Start of Data provided

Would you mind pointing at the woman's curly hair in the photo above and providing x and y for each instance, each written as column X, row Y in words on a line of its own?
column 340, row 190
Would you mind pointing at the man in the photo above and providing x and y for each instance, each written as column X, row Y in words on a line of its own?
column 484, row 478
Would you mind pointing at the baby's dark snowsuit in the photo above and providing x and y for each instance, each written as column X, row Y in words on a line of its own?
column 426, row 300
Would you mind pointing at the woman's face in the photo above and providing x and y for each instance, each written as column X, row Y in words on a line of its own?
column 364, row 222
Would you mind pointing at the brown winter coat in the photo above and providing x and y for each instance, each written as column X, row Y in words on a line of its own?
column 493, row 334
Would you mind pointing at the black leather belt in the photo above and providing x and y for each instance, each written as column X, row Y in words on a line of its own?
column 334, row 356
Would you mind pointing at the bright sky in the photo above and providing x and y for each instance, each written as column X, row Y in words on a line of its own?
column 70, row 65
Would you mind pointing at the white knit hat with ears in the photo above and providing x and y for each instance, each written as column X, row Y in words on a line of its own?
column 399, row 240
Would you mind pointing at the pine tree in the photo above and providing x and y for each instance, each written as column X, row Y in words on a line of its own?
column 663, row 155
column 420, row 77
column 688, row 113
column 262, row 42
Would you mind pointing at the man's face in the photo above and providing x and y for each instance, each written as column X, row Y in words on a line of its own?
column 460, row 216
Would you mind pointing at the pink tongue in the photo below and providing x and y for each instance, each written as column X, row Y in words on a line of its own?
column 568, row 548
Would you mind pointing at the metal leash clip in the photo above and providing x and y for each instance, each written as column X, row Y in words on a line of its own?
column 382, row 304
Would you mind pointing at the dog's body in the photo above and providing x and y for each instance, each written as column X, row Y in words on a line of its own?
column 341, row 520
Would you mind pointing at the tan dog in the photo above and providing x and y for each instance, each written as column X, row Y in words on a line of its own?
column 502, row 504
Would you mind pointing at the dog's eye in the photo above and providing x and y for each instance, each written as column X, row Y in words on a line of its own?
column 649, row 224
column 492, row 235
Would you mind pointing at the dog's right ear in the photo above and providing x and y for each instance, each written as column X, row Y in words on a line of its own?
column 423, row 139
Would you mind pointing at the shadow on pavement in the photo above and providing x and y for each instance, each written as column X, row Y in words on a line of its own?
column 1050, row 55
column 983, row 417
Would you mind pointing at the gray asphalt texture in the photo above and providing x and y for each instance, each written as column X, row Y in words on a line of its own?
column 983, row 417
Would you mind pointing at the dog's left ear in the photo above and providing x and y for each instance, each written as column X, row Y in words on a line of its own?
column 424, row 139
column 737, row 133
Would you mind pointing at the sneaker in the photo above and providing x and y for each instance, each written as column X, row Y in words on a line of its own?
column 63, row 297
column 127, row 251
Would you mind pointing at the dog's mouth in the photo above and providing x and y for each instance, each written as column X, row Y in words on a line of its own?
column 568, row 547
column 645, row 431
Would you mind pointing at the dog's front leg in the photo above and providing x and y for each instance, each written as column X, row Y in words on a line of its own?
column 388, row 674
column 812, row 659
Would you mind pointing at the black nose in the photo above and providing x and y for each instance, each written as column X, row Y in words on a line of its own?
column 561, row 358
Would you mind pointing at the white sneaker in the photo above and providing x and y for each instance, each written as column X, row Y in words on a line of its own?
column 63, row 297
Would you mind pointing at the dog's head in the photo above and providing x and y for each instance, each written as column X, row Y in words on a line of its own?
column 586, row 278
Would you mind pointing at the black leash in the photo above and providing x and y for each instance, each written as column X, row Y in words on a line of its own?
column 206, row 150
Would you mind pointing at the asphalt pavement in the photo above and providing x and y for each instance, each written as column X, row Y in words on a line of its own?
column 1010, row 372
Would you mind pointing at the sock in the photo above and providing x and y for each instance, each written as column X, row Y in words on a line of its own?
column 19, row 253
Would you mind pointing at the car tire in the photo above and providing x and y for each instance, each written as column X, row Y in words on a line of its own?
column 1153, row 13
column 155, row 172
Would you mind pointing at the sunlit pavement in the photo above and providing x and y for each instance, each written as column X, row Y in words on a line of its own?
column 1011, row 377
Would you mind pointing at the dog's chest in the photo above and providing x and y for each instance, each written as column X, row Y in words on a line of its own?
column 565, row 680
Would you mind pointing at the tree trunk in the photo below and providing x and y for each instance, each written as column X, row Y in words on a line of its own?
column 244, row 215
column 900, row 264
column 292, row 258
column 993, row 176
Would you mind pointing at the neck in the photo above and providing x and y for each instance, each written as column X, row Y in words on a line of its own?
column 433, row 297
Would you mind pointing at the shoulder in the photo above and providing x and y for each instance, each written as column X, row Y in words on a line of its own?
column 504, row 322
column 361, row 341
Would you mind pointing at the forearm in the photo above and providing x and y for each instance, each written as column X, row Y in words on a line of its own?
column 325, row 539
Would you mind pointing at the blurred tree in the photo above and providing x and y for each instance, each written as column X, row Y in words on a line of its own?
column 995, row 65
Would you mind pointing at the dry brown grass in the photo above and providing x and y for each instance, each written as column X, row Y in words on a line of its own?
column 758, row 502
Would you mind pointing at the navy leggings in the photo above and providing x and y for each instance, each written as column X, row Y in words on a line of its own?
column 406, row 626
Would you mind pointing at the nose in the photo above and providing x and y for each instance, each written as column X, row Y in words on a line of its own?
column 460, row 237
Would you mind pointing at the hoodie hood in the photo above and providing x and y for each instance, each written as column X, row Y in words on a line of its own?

End of Data provided

- **To be done**
Transcribe the rows above unchanged, starting at the line containing "Would you mind pointing at the woman's face" and ending after the line containing "column 262, row 42".

- **Solution to this exercise**
Would you mind pointing at the woman's face in the photo above and providing x and y for each instance, each written as column X, row Y in words on a line of its own?
column 364, row 222
Would you mind pointing at the brown winter coat in the photo above and providing x and y for each instance, each written as column X, row Y in words on a line of its own?
column 493, row 334
Would you mind pointing at the black leather belt in the photo above and providing x and y for each instance, each written as column X, row Y in words on a line of its own?
column 334, row 356
Would you mind pointing at the bright sky in the photo above and providing x and y for each instance, each written as column X, row Y in words on a line of its own?
column 70, row 65
Would you mind pointing at the white knit hat with ears in the photo above and providing x and y for each instance, each written as column X, row Y in words on a line of its own?
column 399, row 240
Would you mind pointing at the pine tree in the photo above and providing x and y for each instance, each written as column X, row Y in words on a line of its own?
column 663, row 155
column 420, row 77
column 688, row 113
column 262, row 42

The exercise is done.